--- Task objective ---
Can you write out the part of the records that opens with the line containing "41, row 402." and closes with the line containing "column 99, row 282", replacing "spectator" with "onlooker" and leaving everything else unchanged?

--- Records of labeled points ---
════

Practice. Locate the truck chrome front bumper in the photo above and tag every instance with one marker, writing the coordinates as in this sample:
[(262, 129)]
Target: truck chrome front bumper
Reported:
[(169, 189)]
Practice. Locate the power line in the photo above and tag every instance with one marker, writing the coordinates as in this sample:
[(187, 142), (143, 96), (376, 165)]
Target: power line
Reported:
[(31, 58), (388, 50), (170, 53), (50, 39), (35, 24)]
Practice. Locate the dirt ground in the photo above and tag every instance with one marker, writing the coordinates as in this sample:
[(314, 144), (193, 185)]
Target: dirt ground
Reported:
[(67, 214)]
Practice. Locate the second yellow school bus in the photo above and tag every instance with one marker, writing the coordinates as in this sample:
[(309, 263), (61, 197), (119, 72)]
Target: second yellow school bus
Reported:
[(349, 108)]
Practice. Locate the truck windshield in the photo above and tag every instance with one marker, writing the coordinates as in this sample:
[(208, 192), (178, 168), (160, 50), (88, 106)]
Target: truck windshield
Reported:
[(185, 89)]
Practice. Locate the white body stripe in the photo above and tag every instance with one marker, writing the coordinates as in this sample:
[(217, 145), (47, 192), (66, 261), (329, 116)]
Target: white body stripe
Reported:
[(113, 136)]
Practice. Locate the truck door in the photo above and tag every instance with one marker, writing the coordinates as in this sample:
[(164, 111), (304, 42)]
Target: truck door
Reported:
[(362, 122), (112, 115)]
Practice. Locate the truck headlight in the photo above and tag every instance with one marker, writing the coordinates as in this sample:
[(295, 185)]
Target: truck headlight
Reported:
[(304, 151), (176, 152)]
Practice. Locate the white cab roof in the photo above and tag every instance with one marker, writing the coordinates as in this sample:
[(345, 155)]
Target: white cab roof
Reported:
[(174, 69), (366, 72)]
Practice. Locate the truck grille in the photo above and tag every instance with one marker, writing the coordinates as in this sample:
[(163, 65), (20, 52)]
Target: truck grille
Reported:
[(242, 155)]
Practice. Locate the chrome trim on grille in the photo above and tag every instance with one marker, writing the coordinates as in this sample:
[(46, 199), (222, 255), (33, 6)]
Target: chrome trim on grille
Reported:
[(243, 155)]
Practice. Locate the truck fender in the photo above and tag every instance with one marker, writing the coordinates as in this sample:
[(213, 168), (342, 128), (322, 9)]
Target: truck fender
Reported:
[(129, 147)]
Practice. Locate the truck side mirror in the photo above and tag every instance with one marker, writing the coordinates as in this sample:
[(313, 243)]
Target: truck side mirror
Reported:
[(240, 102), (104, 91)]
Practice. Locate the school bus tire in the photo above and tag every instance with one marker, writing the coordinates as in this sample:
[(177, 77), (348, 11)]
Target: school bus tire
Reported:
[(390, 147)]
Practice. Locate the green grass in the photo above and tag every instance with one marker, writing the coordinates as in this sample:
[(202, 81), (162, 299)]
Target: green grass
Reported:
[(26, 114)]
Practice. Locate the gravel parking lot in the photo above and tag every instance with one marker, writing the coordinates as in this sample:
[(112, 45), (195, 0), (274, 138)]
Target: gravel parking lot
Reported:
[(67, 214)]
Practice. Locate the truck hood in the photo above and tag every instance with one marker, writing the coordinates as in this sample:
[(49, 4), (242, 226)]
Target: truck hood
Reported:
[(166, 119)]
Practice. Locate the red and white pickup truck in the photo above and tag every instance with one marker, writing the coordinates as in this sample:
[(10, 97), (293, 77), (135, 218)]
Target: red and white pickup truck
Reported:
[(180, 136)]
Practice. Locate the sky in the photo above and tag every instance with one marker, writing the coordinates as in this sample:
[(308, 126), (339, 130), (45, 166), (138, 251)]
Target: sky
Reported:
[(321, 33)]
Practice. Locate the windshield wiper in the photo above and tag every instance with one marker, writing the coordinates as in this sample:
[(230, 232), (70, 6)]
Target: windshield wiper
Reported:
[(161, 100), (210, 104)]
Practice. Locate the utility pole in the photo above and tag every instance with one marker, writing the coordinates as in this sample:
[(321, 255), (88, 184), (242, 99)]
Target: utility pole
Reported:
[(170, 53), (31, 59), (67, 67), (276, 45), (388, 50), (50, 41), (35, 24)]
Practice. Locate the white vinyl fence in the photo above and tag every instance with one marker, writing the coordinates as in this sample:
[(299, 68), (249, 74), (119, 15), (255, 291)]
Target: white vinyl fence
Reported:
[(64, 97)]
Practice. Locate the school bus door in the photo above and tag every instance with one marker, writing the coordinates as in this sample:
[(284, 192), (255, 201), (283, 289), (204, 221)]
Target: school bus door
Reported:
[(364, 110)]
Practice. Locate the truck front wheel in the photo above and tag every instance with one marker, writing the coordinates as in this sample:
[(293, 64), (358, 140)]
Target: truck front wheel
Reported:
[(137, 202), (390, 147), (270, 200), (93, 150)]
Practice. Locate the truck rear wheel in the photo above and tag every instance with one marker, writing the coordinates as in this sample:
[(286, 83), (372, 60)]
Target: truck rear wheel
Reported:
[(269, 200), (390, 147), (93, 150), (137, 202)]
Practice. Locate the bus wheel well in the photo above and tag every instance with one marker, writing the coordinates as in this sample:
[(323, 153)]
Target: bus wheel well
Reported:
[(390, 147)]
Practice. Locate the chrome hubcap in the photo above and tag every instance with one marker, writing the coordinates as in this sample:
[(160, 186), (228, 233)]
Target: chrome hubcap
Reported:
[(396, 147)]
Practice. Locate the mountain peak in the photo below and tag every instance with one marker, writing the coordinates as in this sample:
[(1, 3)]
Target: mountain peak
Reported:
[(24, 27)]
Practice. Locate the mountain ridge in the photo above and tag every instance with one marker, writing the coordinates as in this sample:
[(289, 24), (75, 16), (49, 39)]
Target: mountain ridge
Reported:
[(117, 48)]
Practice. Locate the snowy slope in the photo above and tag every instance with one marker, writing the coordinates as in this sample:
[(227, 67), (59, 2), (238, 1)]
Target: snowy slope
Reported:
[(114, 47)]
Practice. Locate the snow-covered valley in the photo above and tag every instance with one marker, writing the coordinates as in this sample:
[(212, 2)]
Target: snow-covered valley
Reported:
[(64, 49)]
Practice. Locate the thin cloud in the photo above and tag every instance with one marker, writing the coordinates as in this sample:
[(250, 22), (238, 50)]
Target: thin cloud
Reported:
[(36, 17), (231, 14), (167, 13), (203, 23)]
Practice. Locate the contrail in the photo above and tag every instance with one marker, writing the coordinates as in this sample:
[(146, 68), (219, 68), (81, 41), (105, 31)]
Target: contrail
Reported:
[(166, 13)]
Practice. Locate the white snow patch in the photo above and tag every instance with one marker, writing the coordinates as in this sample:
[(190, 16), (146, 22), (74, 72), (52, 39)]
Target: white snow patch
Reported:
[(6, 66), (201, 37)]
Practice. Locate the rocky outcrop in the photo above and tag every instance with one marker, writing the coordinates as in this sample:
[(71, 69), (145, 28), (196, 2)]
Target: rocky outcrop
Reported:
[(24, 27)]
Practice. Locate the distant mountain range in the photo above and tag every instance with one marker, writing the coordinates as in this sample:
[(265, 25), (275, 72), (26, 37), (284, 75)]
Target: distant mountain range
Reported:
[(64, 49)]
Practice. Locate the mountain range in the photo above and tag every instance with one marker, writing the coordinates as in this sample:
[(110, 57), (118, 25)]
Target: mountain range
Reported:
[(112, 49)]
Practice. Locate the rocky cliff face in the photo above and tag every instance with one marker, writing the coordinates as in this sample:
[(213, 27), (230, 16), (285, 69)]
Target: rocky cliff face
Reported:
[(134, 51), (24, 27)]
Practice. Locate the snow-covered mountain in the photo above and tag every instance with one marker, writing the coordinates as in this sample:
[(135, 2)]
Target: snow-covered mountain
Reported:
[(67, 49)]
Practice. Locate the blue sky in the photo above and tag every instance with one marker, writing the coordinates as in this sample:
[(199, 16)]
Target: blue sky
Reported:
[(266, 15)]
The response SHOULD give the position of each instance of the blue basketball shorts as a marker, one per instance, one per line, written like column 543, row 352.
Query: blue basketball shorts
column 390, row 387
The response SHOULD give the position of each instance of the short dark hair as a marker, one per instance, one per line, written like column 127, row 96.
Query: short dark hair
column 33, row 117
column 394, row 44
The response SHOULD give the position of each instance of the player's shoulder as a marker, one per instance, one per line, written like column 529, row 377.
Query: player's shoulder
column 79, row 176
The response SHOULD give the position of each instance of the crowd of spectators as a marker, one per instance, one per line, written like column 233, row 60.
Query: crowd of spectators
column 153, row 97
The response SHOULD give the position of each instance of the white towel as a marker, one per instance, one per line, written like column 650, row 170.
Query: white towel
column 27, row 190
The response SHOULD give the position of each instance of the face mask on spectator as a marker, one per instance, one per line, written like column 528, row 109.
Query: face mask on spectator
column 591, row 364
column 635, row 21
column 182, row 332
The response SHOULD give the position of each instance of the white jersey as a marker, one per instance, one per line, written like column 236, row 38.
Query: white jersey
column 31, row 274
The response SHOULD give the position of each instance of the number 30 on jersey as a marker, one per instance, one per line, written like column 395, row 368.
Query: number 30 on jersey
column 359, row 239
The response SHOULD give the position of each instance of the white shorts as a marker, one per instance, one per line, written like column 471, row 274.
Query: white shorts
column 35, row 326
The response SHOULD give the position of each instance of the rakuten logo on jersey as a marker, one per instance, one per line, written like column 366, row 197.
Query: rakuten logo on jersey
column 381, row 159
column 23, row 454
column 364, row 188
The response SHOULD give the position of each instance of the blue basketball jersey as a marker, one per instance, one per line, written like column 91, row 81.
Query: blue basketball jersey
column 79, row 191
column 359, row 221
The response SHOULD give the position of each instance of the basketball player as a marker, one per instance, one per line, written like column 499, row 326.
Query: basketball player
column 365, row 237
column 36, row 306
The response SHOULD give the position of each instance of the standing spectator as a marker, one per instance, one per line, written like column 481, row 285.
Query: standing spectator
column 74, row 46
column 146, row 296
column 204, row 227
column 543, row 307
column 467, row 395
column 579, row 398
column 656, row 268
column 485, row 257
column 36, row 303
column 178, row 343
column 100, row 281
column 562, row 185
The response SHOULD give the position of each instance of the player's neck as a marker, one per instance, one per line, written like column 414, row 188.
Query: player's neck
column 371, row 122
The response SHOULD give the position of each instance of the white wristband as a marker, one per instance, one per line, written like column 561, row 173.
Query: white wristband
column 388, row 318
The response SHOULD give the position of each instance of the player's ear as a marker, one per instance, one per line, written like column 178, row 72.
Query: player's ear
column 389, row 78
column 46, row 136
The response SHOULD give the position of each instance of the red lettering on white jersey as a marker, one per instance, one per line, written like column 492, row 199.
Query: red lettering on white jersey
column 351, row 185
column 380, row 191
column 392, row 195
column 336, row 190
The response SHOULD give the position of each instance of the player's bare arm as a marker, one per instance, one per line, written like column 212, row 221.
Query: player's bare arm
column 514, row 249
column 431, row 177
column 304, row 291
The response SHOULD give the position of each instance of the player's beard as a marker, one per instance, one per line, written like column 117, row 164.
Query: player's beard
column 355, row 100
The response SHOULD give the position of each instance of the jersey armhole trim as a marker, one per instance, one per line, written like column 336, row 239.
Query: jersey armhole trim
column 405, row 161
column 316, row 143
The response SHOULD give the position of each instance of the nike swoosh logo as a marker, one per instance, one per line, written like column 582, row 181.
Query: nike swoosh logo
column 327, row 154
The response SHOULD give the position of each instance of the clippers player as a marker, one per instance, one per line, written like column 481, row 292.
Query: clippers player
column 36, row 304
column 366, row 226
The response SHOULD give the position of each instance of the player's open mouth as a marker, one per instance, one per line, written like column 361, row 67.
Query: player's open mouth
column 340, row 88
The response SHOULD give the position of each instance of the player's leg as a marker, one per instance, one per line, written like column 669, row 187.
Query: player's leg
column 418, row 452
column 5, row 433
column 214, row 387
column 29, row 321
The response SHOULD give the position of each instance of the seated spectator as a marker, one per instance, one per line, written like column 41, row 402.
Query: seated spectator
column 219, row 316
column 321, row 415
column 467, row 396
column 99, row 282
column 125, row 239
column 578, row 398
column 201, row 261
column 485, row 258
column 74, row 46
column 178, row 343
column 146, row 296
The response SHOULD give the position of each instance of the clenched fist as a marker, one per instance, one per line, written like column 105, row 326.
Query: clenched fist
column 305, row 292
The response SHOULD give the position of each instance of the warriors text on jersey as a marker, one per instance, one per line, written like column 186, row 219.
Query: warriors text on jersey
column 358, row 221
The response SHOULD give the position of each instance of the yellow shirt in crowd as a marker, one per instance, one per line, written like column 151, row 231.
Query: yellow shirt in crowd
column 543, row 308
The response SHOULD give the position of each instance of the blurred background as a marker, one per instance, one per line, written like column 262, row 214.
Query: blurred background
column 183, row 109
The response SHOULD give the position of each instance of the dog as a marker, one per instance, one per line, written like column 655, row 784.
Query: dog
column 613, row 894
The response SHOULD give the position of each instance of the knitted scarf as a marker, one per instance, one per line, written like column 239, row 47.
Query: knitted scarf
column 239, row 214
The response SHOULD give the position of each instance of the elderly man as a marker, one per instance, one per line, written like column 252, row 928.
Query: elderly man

════

--- Answer below ---
The response SHOULD give the position of each instance of the seated onlooker as a marker, one per instance, one per line, written like column 41, row 402.
Query: seated onlooker
column 219, row 316
column 321, row 415
column 467, row 396
column 99, row 282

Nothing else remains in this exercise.